** PASSAGE PROVIDED follows **

Sounds like the passenger would have be extremely sick for there to be concern for TSA agents. They are only going so far as to take temperatures, is that correct?
Our office got a notice from DHEC along those lines.
Re TSA - the ones they would be screening would be in the early stages and not that infectious
Any interested resident or health care provider, EMS, etc. can sign up for the state's Health Preparedness Network for the latest information regarding the virus and protection from it here:
That's an excellent resource, Dr. Badmus. Thank you!
By the way I read that Rwanda in Africa is now screening all American visitors for Ebola!
We've got another reader question, this one about shipments coming into the Port of Charleston from West Africa.
While I don't imagine anyone here is an expert of procedure at the port, are shipping containers something to be concerned about?
Viruses need living cells to replicate -
This is definitely a DHEC issue.
I know the DHEC director addresses
Dr. Badmus, has DHEC had any communication with the port regarding precautionary measures?
Sorry, the director addressed this issue last week.
The primary concern is a person coming from the affected region. We are in contact with US Customs and the Harbor Pilots to survey passengers and crew in order to avoid anyone presenting symptoms and travel history from disembarking.
DHEC is definitely monitoring the ships coming into the charleston port that have previously stopped in west Africa.
I can't think of any viruses that would be transmitted in the inanimate cargo
West Nile virus came over with birds and/or mosquitoes
Back to the details of the disease, a reader would like to know a little more about what happens.
One reason is the massive fluid losses that leads to organ shutdown
that's why supportive care reduces the death rate. A little like cholera
Assuming treatment isn't effective, how long does it typically take for a person to succumb to the disease? Sounds like a pretty agonizing experience.
A key point goes back to lack of adequate medical infrastructure in the affected nations. Combined with the points Dr. Ludwig has made, and mortality rates can increase dramatically.
Yes, mortality rate (although small sample size) is very low in US.
Some legislators and many Americans have asked about travel ban. Reader Alec asks if closing our borders would be a smart idea. Would that be effective or overly cautious?
I think it would drive the risks underground. People would finds ways to get here and lie about where they ve been
We support the enhanced screening and monitoring protocols for all incoming air travelers announced today by the CDC.
there are now multiple layers of screening in place
With just a few minutes left in the chat, Drs. Lettau and Badmus, are there any final thoughts you'd like to leave our readers with?
Doesn't the NSA have an Ap to detect where people came from?
I think we need to remember that activities like texting and driving confers a much bigger risk of death in this country than Ebola
That's some good perspective, Dr. Lettau.
And please everyone get a flu shot!
I looked up the stats last week and 700+ people in SC died in car accidents last year. 50+ died from the flu.
We like your readers to know that DHEC has been collaborating with our partners since this summer on robust plans and protocols designed to identify and respond to any potential cases in our state. Interested and concerned residents to check in to our website for the latest information regarding Ebola. www.scdhec.gov
Thanks to both our experts for their perspective.
Thank you all and have a safe, healthy night!
Thanks for having me participate
It was a pleasure, get your flu shot!

** End of PASSAGE PROVIDED **
** STORED DATA follows **

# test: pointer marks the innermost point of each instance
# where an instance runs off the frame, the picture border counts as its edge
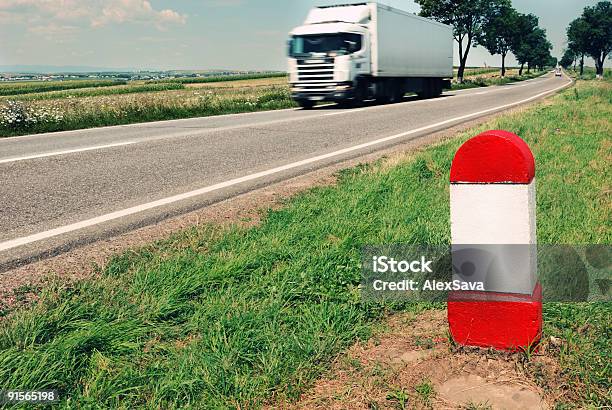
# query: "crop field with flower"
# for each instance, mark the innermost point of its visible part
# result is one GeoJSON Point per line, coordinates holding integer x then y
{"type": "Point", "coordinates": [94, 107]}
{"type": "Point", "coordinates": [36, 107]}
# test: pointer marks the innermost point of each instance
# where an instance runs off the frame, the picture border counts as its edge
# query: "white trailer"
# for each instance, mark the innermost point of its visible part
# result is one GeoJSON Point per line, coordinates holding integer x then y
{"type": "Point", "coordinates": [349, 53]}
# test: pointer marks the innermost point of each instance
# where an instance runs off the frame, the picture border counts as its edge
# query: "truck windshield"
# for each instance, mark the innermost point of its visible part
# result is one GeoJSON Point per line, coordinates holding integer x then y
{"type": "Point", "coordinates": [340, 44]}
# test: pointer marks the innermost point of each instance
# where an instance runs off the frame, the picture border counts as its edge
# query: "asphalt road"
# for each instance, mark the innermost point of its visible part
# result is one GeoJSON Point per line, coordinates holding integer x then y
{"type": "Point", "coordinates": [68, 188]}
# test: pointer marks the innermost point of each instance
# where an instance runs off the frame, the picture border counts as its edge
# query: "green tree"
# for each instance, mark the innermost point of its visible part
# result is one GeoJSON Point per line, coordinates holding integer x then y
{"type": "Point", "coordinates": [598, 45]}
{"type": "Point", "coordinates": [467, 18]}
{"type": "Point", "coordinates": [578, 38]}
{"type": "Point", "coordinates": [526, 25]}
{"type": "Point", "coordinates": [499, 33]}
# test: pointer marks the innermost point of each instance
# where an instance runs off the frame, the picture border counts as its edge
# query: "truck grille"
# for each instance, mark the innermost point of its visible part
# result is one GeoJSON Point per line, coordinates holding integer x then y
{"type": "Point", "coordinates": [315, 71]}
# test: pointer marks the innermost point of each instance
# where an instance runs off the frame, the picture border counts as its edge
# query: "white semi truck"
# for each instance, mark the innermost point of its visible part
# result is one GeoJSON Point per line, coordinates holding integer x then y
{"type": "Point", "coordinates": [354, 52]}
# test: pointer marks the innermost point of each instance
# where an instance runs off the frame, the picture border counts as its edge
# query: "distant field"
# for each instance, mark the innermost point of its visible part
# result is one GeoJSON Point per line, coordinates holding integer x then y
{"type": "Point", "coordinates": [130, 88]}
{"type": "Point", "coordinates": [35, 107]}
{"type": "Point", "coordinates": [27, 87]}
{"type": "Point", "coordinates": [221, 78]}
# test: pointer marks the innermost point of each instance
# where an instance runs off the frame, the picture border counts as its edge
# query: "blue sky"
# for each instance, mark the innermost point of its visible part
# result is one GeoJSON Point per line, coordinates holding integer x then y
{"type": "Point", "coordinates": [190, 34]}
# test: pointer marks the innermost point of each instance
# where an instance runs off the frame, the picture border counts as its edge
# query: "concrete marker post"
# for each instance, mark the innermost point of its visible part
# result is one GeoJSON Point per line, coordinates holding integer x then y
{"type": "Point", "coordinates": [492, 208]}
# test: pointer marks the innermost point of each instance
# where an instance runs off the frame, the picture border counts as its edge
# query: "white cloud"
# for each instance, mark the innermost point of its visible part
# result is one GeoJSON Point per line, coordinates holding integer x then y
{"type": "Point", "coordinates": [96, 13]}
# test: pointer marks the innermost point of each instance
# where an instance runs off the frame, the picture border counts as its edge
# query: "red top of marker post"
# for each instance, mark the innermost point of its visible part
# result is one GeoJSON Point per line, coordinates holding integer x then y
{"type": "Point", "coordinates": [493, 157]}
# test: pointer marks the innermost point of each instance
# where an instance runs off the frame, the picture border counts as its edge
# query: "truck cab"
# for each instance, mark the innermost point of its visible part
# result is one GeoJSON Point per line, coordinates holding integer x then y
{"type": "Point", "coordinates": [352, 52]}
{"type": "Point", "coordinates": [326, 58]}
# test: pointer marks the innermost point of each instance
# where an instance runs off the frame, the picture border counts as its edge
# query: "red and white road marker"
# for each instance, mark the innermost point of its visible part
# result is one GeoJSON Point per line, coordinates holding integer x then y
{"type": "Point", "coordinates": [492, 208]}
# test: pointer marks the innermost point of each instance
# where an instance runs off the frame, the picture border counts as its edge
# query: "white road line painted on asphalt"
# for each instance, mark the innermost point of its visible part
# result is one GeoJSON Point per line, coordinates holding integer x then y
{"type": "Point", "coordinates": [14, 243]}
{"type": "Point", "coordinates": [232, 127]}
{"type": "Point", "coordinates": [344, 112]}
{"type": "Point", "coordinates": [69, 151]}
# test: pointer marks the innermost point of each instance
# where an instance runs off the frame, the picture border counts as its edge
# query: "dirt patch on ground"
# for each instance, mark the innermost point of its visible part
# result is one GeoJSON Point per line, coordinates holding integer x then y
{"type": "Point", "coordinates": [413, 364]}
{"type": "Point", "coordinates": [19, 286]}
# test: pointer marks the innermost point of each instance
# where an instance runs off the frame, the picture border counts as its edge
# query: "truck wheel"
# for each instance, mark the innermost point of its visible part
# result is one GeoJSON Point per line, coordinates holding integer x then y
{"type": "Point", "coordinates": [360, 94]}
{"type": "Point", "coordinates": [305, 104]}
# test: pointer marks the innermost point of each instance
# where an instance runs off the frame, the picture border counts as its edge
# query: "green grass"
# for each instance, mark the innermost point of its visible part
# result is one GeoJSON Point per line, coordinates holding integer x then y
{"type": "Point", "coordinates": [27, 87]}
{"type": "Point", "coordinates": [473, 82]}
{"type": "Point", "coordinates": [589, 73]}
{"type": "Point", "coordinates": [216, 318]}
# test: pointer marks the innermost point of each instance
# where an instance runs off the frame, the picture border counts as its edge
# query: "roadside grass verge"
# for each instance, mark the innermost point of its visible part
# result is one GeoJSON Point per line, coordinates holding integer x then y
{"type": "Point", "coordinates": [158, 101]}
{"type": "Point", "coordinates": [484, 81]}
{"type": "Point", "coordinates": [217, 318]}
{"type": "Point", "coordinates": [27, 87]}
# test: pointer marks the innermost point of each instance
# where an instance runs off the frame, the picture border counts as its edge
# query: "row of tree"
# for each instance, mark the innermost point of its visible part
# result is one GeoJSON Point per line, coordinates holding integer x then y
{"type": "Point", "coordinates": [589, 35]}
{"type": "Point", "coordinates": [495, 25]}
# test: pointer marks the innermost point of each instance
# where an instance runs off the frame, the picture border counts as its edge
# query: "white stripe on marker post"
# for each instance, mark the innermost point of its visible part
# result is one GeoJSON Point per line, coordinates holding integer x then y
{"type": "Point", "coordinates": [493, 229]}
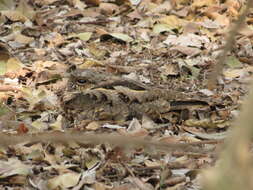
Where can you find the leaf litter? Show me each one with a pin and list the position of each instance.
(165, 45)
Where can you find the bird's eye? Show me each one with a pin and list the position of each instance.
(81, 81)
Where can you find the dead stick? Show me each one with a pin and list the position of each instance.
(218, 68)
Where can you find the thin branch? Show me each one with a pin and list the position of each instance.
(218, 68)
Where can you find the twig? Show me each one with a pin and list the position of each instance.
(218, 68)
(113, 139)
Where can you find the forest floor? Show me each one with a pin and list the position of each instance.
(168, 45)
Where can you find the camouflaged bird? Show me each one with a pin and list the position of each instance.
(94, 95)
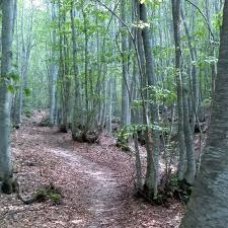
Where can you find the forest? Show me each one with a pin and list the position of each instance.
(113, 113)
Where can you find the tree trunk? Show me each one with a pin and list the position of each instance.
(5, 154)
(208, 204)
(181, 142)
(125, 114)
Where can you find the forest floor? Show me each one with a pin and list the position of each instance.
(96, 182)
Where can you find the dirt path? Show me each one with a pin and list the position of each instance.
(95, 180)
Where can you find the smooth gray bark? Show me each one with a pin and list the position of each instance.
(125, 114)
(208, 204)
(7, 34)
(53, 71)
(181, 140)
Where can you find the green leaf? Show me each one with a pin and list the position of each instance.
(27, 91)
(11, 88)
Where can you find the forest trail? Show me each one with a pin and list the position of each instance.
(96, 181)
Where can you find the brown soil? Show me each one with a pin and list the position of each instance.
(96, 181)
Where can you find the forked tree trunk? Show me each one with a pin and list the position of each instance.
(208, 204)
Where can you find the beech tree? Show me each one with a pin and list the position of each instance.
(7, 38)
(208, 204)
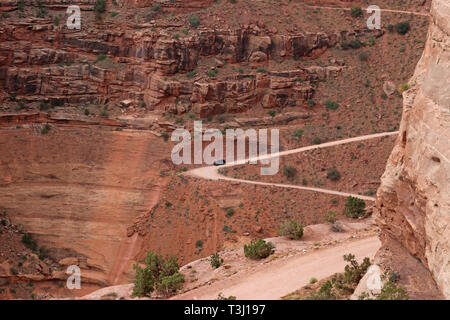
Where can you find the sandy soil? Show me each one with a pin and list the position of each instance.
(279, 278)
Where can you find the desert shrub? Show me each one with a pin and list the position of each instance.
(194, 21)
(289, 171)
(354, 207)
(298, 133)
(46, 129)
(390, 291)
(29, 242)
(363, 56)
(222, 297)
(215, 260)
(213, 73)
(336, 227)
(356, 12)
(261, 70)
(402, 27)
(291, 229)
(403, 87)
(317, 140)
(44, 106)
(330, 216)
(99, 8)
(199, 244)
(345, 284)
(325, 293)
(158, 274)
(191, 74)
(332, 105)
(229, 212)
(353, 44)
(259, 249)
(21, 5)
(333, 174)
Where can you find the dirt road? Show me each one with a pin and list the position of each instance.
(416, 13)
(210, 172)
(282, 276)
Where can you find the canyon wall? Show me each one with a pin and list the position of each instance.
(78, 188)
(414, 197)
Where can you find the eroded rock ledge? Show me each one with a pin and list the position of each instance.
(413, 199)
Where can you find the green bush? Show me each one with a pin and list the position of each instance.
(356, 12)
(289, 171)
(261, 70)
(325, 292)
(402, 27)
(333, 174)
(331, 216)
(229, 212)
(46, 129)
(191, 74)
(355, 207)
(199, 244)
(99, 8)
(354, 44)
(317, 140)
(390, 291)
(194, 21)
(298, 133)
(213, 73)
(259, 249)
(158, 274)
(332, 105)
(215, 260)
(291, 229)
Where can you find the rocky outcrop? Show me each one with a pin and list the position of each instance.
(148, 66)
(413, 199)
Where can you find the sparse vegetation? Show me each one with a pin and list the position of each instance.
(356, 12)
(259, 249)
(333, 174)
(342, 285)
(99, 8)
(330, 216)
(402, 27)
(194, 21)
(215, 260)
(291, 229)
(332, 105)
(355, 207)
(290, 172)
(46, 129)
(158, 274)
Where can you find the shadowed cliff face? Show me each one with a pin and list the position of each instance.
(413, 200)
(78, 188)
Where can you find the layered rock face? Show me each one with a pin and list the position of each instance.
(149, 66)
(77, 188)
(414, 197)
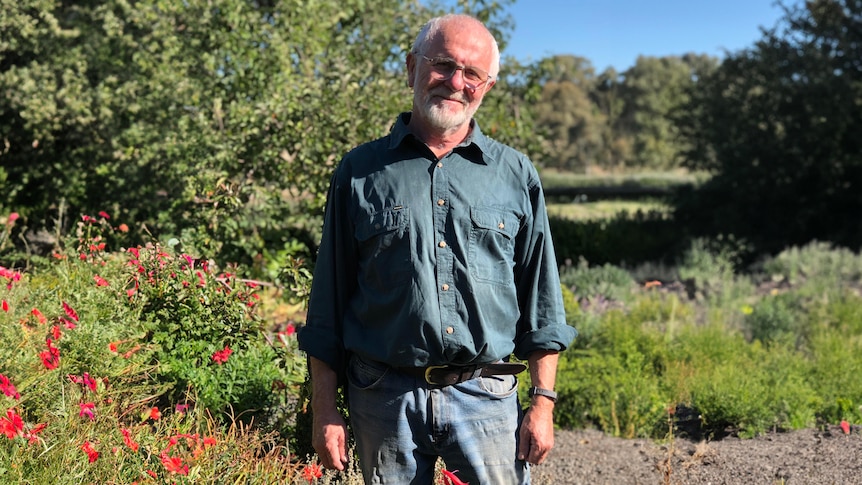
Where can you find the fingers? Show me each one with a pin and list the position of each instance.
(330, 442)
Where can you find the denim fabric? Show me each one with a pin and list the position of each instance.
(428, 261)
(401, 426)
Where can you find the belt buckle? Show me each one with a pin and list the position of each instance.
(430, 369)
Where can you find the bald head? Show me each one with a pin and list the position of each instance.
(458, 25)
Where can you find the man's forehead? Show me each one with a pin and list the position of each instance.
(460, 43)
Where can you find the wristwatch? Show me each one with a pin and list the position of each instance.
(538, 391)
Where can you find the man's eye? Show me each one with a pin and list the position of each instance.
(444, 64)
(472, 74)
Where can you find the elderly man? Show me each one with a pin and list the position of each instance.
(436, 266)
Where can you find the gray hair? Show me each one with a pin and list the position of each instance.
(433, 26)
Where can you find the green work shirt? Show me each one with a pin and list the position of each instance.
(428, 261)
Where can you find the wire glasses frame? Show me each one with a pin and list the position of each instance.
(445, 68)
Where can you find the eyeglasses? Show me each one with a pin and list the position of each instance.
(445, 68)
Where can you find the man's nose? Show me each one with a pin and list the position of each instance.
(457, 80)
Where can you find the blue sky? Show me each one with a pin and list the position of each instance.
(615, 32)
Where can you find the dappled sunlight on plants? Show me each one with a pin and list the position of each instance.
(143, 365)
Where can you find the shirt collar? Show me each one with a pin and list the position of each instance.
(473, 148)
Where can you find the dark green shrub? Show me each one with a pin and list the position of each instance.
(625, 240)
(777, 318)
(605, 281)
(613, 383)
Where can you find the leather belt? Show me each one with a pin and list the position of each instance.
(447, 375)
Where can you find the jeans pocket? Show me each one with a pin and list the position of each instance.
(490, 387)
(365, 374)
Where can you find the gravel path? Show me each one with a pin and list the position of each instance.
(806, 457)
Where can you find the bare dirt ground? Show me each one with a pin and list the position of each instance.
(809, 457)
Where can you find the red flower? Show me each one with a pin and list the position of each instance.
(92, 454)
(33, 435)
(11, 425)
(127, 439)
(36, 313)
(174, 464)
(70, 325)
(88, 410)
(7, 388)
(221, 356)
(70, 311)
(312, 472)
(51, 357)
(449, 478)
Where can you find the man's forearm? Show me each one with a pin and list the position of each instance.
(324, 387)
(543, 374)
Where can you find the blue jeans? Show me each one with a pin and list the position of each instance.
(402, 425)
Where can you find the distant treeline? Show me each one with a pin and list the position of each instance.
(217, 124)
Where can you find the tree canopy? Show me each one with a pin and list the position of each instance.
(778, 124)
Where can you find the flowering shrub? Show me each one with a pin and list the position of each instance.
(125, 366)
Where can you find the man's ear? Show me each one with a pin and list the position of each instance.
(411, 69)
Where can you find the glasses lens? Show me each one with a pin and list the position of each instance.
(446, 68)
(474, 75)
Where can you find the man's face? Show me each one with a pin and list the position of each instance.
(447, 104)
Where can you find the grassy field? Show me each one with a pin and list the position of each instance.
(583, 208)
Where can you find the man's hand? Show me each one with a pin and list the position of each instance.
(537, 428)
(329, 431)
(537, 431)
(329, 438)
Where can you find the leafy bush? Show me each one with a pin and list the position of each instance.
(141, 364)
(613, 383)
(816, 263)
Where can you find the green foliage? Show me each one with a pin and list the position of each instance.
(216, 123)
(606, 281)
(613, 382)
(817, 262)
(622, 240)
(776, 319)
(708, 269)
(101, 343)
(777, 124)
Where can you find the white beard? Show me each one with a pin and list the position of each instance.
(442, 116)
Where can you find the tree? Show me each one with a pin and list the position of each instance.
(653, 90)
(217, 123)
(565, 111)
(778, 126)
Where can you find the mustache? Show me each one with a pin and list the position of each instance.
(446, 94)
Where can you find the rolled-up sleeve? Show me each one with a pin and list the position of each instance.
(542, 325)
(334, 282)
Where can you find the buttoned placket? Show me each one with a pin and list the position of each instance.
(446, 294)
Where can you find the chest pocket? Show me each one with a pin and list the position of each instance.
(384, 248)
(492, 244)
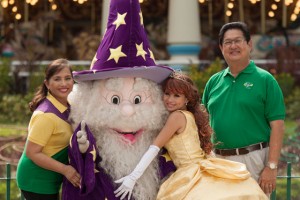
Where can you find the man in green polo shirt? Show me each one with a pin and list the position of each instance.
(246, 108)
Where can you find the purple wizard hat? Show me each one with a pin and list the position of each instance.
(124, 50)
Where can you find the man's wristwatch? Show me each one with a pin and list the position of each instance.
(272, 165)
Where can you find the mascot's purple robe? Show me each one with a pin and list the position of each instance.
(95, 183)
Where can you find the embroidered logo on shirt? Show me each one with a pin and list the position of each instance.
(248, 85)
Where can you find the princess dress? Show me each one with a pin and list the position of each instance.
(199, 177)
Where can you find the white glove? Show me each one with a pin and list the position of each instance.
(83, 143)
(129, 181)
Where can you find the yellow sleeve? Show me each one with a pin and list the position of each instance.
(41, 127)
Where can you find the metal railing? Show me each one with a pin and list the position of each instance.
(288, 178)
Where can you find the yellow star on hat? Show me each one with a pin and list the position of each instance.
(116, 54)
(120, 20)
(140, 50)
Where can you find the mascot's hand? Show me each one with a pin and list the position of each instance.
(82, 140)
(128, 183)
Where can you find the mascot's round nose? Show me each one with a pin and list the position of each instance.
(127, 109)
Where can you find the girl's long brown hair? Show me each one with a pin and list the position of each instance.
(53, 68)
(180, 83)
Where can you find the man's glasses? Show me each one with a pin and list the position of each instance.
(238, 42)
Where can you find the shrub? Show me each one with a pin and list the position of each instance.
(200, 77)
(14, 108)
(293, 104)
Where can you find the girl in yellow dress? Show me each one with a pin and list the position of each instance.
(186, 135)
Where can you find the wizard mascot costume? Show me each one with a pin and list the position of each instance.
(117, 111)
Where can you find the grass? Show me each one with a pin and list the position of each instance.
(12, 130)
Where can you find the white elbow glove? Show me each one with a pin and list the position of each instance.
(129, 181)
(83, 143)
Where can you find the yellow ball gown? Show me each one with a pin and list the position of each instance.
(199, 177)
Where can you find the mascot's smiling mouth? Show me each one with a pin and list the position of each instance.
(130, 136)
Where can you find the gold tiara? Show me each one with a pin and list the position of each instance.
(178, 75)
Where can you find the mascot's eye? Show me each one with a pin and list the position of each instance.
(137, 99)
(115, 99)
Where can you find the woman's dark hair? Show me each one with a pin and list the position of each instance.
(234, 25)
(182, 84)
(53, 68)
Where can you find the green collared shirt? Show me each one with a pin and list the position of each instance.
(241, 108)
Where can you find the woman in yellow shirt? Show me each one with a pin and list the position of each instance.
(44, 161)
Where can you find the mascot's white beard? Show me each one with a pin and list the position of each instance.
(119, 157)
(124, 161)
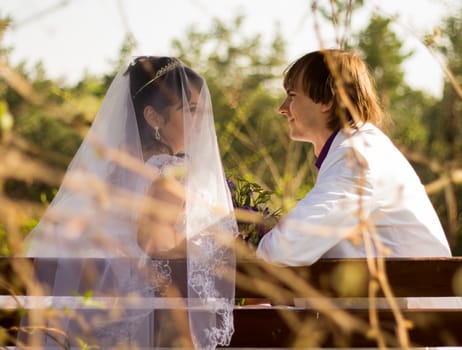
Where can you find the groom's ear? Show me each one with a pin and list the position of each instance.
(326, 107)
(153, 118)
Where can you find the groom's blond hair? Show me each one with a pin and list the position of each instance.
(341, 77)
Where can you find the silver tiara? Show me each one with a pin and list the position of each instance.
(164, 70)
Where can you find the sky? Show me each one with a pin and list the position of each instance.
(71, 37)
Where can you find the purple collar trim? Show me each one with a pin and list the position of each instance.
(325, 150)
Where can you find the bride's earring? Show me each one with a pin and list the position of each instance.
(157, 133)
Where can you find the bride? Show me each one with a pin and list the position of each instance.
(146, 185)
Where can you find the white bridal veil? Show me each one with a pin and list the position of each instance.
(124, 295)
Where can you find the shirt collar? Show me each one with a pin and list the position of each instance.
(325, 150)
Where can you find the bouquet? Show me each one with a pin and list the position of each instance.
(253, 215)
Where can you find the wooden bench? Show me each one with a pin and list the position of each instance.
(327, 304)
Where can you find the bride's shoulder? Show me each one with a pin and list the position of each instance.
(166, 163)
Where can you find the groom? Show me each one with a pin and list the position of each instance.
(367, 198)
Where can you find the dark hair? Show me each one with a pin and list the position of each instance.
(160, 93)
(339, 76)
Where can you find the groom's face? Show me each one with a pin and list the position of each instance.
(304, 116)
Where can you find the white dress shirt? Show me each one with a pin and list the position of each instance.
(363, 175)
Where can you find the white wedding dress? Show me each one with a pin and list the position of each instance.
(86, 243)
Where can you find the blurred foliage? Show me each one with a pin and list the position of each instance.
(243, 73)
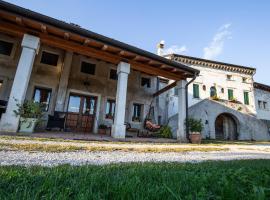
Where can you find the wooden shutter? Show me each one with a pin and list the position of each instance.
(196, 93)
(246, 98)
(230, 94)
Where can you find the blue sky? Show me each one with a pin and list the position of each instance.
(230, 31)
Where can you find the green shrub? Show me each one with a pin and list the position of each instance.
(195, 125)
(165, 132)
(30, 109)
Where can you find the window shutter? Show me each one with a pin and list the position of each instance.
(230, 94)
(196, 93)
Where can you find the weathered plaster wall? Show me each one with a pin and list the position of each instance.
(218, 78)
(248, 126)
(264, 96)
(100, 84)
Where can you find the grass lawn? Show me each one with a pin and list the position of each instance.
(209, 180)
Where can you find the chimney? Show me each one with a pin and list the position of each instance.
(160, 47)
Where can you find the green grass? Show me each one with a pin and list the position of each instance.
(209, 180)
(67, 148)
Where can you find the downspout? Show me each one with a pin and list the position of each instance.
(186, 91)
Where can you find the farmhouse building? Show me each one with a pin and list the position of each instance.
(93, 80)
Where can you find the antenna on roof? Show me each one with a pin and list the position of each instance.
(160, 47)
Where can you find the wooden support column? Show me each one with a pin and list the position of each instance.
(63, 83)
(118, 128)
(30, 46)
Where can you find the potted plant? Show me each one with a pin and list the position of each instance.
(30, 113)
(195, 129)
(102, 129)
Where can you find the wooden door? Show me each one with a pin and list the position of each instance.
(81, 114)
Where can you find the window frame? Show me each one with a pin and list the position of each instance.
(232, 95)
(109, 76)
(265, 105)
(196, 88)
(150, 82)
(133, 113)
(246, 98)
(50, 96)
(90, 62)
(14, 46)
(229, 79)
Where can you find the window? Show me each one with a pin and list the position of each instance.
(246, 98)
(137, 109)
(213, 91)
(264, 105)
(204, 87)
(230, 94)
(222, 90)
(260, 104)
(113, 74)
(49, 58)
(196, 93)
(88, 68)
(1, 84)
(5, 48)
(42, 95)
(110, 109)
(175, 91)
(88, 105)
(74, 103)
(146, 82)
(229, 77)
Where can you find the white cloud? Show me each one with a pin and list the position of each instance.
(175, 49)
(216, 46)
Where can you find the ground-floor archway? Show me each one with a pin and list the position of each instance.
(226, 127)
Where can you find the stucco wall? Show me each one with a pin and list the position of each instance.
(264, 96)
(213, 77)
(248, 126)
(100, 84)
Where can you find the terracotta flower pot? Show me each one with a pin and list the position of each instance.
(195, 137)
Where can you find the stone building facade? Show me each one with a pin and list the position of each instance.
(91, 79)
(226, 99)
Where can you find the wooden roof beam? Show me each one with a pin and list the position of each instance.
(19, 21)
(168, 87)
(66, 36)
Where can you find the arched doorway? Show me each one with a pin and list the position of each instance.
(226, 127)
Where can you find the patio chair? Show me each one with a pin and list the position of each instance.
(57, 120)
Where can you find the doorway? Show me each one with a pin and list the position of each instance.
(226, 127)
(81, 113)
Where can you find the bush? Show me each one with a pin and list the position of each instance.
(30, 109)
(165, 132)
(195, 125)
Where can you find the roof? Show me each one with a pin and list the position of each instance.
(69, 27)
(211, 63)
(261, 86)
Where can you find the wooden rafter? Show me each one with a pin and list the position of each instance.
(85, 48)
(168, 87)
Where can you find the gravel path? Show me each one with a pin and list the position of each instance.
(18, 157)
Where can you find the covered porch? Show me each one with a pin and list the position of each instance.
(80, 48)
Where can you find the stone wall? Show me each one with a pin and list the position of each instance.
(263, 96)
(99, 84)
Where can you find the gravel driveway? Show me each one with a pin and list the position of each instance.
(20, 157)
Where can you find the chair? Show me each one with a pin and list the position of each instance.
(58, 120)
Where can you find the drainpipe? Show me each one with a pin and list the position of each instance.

** End of STORED DATA **

REQUIRED ACTION: In the Ebola chat, why does one participant argue against closing the borders? Answer in one to three sentences. You won't need the records.

ANSWER TO THIS TASK: A travel ban would drive the risks underground. People would find ways to get into the country and lie about where they had been.